Pull out every line in the listing below that contains the word "background", and copy each one unchanged.
────────────────
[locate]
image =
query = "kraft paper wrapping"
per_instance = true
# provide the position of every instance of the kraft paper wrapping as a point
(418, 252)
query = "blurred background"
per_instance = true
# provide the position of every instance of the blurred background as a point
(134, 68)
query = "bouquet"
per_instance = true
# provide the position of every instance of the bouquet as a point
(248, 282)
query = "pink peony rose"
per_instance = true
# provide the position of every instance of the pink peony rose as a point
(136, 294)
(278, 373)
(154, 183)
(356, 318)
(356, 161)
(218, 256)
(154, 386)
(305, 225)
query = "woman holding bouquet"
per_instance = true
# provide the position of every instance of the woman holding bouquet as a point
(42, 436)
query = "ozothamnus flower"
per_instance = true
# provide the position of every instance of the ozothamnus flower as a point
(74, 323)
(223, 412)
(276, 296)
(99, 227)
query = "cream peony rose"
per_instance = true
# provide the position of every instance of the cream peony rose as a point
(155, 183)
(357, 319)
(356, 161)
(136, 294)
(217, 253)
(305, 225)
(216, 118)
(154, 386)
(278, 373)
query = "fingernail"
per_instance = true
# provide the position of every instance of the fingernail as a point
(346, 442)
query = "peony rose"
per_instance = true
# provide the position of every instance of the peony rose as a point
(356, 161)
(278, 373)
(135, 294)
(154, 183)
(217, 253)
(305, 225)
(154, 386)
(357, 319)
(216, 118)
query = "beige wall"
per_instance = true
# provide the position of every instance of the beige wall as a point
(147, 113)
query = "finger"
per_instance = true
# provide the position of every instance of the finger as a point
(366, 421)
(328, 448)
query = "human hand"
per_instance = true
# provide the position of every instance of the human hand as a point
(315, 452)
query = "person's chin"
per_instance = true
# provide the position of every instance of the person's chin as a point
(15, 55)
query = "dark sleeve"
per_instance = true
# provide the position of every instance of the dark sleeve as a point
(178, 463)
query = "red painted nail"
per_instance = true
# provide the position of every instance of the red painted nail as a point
────────────────
▶ [EXERCISE RESPONSE]:
query = "blurred background"
# provide the position of every instance of the blurred background as a point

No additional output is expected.